▸ Selected text:
· · · · ·
Anstey provided the following tips on how people can ensure they are meeting their health goals under quarantine, while doing so in a safe and efficient manner.

1. Choose a safe workout plan and technique that fits your ability and physique.

Anstey: We need to start in a safe place, and not just follow any craze we see on social media. A lot of people may be starting from scratch and realizing they now have the time to commit to working out like they’ve always wanted. That’s great, but like anything, if you decide to start going to the gym without a plan, that can actually be detrimental to your health if you don’t understand the exercise.

Make sure you’re following a plan from someone certified and not just someone trying to boost their social media game.

2. Practice purposeful movement.

Purposeful movement is anything we are getting up to do on purpose. In your day to day life, you could get 10,000 steps through a normal work day, but now those steps are gone. It’s important to take the time to go for a walk, do a 5km run, 50 pushups, or even just a 20-minute exercise.

These are really important steps you can take whether there’s a pandemic or not, and if you can add them to your daily routine now, think of the impact it will have on your life if it becomes a daily habit.
· · · · ·
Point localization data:
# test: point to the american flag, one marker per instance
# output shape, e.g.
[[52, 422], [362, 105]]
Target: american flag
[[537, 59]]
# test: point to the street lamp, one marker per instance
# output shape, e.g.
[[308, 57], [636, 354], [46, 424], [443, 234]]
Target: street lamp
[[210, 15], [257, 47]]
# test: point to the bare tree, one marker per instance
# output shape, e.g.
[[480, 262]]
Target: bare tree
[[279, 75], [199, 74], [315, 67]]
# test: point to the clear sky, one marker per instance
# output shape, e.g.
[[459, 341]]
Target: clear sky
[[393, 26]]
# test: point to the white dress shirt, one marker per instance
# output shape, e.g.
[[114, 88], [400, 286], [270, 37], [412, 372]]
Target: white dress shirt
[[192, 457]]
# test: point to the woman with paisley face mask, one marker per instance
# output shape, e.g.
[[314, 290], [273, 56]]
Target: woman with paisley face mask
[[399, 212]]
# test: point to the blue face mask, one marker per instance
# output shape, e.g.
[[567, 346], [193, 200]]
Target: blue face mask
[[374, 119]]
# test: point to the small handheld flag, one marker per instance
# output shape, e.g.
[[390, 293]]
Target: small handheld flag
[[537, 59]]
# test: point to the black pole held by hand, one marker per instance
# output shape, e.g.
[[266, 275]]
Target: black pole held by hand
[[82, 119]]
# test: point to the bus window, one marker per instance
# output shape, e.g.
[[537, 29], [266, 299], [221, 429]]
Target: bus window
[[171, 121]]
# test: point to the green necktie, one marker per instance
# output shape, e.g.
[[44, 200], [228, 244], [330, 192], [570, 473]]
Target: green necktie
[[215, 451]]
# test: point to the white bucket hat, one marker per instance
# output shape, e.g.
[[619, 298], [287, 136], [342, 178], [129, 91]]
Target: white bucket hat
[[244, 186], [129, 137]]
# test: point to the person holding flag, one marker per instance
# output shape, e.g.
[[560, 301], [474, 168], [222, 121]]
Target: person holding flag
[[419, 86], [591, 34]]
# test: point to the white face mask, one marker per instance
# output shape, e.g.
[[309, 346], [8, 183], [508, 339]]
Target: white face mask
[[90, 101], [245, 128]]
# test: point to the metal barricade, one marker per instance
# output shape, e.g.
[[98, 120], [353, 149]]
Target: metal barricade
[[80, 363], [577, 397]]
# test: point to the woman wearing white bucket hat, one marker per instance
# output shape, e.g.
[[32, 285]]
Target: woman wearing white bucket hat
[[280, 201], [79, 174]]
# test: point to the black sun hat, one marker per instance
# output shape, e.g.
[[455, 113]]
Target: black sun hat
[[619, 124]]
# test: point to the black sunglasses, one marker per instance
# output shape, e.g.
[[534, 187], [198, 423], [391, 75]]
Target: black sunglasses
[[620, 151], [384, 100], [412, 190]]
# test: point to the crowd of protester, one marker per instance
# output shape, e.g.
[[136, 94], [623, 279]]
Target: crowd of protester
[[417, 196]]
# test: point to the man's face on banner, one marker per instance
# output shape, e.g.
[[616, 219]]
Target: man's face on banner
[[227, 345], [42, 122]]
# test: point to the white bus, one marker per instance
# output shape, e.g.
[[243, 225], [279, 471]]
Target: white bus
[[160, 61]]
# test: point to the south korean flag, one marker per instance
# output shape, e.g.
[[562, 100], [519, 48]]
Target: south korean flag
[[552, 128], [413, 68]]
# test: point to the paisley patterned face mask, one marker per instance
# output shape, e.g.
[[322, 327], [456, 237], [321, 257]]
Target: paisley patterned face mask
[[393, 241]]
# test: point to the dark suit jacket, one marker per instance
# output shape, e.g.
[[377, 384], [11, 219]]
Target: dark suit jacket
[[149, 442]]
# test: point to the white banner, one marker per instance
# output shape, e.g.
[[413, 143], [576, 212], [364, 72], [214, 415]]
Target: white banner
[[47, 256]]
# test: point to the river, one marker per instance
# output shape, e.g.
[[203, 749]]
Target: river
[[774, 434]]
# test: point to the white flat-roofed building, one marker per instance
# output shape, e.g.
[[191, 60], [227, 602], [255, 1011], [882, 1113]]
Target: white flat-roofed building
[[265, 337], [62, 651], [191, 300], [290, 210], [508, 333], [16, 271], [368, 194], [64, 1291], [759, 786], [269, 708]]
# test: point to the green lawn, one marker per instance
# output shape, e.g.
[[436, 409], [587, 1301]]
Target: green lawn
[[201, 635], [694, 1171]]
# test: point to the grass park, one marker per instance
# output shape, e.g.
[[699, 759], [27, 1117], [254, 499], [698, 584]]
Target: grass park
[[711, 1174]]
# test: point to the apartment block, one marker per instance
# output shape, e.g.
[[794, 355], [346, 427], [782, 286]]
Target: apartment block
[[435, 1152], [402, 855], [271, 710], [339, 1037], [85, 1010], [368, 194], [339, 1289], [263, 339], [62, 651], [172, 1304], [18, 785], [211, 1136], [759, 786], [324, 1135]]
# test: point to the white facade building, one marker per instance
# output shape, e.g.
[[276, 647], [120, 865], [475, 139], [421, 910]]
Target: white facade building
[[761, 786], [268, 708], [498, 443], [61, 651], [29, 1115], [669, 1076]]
· · · · ·
▸ Problems to work on:
(1) List the activities that the quarantine fitness tips give as examples of purposeful movement.
(2) Carry on the quarantine fitness tips from their final sentence.

▸ Answers per task:
(1)
- Going for a walk
- Doing a 5km run
- Doing 50 pushups
- Doing a 20-minute exercise

(2)
Practice yoga — nobody will see you at home, and you can try it and not be embarrassed.

3. Focus on your mental health.

So many of us rely on the structure of our day and schedule, even the quick interactions we have with people are so important. Now that we’re sitting at home, it’s very important to reach out to people and call them. This is a blessing in disguise because now we can sit down and think about things we haven’t been dealing with.

When your thoughts start creeping in, it can go one of two ways — you can let it get to you and go down a dark mental health hole, or you can call a friend or counselor while you have the time.

I hope this is something we will do more often, reaching out to people and asking them how they really are.